# Your assignment
Please set down the entire listing exactly.

# Record extracts

+ + + + + + +

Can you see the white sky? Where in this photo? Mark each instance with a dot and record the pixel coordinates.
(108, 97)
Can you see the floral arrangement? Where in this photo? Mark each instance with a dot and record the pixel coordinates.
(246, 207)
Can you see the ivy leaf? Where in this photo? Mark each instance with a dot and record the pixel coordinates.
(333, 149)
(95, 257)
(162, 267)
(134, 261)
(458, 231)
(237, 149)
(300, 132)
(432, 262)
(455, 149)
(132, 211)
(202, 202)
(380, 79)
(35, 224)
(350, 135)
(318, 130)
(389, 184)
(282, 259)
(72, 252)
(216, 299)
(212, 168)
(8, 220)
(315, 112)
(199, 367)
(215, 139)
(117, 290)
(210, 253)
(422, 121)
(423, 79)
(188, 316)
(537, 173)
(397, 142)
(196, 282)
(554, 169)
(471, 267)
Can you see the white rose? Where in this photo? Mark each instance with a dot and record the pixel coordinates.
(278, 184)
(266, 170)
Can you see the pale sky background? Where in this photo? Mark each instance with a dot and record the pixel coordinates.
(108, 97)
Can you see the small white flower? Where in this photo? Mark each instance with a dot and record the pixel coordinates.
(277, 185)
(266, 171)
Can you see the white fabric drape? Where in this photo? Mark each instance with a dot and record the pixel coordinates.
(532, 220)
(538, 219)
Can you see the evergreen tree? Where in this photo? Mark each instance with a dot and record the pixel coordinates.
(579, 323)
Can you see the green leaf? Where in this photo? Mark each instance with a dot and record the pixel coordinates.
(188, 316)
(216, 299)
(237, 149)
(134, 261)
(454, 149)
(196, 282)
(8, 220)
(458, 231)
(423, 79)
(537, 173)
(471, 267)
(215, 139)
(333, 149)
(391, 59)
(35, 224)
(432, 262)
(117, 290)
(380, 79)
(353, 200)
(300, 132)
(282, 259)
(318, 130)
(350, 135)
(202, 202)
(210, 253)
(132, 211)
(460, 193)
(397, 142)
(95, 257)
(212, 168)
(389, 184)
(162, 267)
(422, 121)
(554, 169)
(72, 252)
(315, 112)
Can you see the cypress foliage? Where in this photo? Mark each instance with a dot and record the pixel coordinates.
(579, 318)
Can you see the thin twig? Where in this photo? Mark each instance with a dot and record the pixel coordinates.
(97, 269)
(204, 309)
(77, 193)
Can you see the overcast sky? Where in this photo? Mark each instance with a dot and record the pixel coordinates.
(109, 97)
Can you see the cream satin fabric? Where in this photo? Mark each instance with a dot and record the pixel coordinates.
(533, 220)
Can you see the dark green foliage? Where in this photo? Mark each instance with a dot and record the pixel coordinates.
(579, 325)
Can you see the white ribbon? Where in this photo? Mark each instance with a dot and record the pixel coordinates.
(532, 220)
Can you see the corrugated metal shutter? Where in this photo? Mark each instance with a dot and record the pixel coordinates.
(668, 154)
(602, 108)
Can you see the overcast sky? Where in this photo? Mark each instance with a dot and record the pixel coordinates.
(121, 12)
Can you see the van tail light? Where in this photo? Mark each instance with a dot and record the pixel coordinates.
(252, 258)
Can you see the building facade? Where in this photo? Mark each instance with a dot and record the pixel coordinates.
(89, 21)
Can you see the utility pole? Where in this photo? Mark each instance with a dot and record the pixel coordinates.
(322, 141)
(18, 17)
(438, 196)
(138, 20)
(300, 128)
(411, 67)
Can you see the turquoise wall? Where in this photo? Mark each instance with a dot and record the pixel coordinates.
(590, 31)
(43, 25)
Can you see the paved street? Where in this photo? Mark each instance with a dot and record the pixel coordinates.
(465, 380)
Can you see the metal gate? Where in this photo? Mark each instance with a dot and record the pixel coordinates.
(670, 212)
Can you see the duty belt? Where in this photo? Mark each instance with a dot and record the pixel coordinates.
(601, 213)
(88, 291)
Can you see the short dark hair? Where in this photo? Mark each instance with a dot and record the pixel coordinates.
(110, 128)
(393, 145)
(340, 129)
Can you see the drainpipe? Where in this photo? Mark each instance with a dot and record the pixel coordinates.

+ + + + + + +

# Reply
Can you see the white sky? Where in this photo? Mark each instance with a dot and record the pixel coordinates.
(108, 97)
Can you see the floral arrangement? Where in this photo? Mark each instance with a dot and record the pixel coordinates.
(246, 207)
Can you see the ivy leaf? Where in this photo? Mark each instance with a dot and record the pixel coordinates.
(333, 149)
(95, 257)
(162, 267)
(134, 261)
(458, 231)
(237, 149)
(300, 132)
(432, 262)
(455, 149)
(132, 211)
(202, 202)
(380, 79)
(35, 224)
(350, 135)
(318, 130)
(389, 184)
(282, 259)
(72, 252)
(216, 299)
(212, 168)
(8, 220)
(315, 112)
(199, 367)
(215, 139)
(117, 290)
(210, 253)
(422, 121)
(423, 79)
(188, 316)
(537, 173)
(397, 142)
(196, 282)
(554, 169)
(471, 267)
Can you see the white rose? Where in this photo? Mark each instance with a dot and record the pixel coordinates.
(278, 184)
(266, 170)
Can you see the pale sky background? Where in this photo? Mark each instance with a dot and record the pixel coordinates.
(108, 97)
Can you see the small white flower? Where in this photo? Mark each instance with a dot and record the pixel coordinates.
(277, 185)
(266, 171)
Can you see the white fabric drape? Where in this photo? Mark each instance with a dot and record the pixel coordinates.
(532, 220)
(538, 219)
Can you see the evergreen tree? Where in this photo? Mark each instance with a dot and record the pixel coordinates.
(579, 323)
Can you see the green leaf? Where in this photo? Mark each instance with a dot and record the pixel coordinates.
(188, 316)
(216, 299)
(237, 149)
(134, 261)
(454, 149)
(196, 282)
(8, 220)
(458, 231)
(423, 79)
(537, 173)
(471, 267)
(215, 139)
(333, 149)
(391, 59)
(35, 224)
(432, 262)
(117, 290)
(380, 79)
(353, 200)
(300, 132)
(282, 259)
(318, 130)
(350, 135)
(202, 202)
(210, 253)
(132, 211)
(460, 193)
(397, 142)
(95, 257)
(212, 168)
(389, 184)
(162, 267)
(422, 121)
(554, 169)
(72, 252)
(315, 112)
Can you see the cypress foliage? Where in this photo? Mark each instance with a dot and record the pixel coordinates.
(579, 318)
Can you see the thin twig? Where in this photo? Mark each instance with a dot and record the pixel coordinates.
(97, 269)
(204, 309)
(77, 193)
Can you see the overcast sky? Where in this photo? Mark each instance with a dot and record the pixel coordinates.
(109, 97)
Can you see the cream satin fabric? Where in this photo? Mark each instance with a dot and record the pixel coordinates.
(533, 220)
Can you see the dark green foliage? Where in this photo? Mark each instance with a dot and record the pixel coordinates.
(579, 325)
Can you see the white ribbon? Where in this photo? Mark each instance with a dot and record the pixel coordinates.
(532, 220)
Can you see the corrugated metal shutter? Where in this photo? Mark each instance with a dot and record the pixel coordinates.
(668, 154)
(602, 108)
Can you see the overcast sky? Where in this photo? Mark each instance with a dot and record the pixel coordinates.
(121, 12)
Can you see the van tail light? Where in this photo? Mark each instance with a dot and record the pixel coordinates.
(252, 258)
Can you see the building facade? Where in this photo? Mark each instance with a dot and record the pixel coordinates.
(89, 21)
Can you see the utility pole? Where in this photo? Mark each instance with a dot and record the pixel coordinates.
(322, 141)
(18, 17)
(438, 196)
(138, 20)
(300, 128)
(411, 67)
Can you see the turquoise wall? Where in this photo? Mark each instance with a dot and record the pixel coordinates.
(590, 31)
(43, 25)
Can you see the paved street? Where in this photo? Mark each instance with a dot and record the pixel coordinates.
(465, 380)
Can you see the metal gate? Where in this photo? Mark each instance with a dot and record the pixel coordinates.
(670, 212)
Can you see the duty belt? Where in this photo? Mark each instance with a dot and record the pixel coordinates.
(601, 213)
(88, 291)
Can you see the short dark hair? Where in this photo? Mark each instance with a dot and record the pixel coordinates.
(110, 128)
(393, 145)
(340, 129)
Can you see the drainpipe? Where in this photo? Mark each instance with a dot and record the pixel coordinates.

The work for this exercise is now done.